> **Requirement**:
Line by line, set down the records exactly as they appear below.

Stored items
::::::

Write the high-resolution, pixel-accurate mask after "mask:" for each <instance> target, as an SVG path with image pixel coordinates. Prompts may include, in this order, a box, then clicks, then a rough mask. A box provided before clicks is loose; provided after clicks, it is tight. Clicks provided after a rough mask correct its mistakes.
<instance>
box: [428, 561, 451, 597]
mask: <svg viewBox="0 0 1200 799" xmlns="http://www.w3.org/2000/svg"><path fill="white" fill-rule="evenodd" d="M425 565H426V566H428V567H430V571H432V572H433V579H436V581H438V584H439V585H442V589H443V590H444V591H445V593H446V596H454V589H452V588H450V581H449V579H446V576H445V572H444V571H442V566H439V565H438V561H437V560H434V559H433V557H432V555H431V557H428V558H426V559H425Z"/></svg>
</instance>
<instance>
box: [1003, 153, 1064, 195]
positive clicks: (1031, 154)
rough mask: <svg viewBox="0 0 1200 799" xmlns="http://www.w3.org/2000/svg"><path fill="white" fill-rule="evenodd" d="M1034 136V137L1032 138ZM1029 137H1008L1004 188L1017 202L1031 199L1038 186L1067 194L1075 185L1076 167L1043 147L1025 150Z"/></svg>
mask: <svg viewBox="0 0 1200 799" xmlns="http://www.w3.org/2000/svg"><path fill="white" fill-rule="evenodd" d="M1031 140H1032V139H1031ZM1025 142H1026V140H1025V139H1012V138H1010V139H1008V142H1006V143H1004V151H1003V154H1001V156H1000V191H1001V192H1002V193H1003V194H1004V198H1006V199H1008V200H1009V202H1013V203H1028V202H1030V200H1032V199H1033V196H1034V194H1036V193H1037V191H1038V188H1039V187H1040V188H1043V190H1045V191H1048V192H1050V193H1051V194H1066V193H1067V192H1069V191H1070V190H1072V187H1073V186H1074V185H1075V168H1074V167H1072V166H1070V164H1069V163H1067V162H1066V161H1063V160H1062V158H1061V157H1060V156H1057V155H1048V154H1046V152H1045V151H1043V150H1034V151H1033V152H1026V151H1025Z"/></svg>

::::::

> **Answer section**:
Write the high-resolution, pixel-accurate mask after "mask:" for each <instance> target, as an SVG path with image pixel coordinates. Prompts may include, in this order, a box, then clicks, then a rough mask. A box provided before clicks is loose; provided after clicks, it is tight. Clicks provided after a rough mask correct its mistakes.
<instance>
box: [428, 561, 451, 597]
mask: <svg viewBox="0 0 1200 799" xmlns="http://www.w3.org/2000/svg"><path fill="white" fill-rule="evenodd" d="M425 565H426V566H428V567H430V571H432V572H433V579H436V581H438V584H439V585H442V589H443V590H444V591H445V593H446V596H454V589H452V588H450V581H449V579H446V576H445V572H444V571H442V566H439V565H438V561H437V560H434V559H433V557H432V555H431V557H428V558H426V559H425Z"/></svg>
</instance>
<instance>
box: [1003, 153, 1064, 195]
positive clicks: (1031, 154)
rough mask: <svg viewBox="0 0 1200 799" xmlns="http://www.w3.org/2000/svg"><path fill="white" fill-rule="evenodd" d="M1034 136V137L1032 138ZM1029 137H1008L1004 188L1017 202L1031 199L1038 186L1067 194L1075 185L1076 167L1043 147L1025 150Z"/></svg>
mask: <svg viewBox="0 0 1200 799" xmlns="http://www.w3.org/2000/svg"><path fill="white" fill-rule="evenodd" d="M1031 140H1032V139H1031ZM1025 142H1026V140H1025V139H1012V138H1010V139H1008V142H1006V143H1004V151H1003V154H1001V156H1000V191H1001V192H1002V193H1003V194H1004V198H1006V199H1008V200H1009V202H1013V203H1028V202H1030V200H1032V199H1033V196H1034V194H1036V193H1037V191H1038V188H1039V187H1040V188H1043V190H1045V191H1048V192H1050V193H1051V194H1066V193H1067V192H1069V191H1070V190H1072V187H1073V186H1074V185H1075V168H1074V167H1072V166H1070V164H1069V163H1067V162H1066V161H1063V160H1062V158H1061V157H1060V156H1057V155H1048V154H1046V152H1045V151H1043V150H1034V151H1033V152H1026V151H1025Z"/></svg>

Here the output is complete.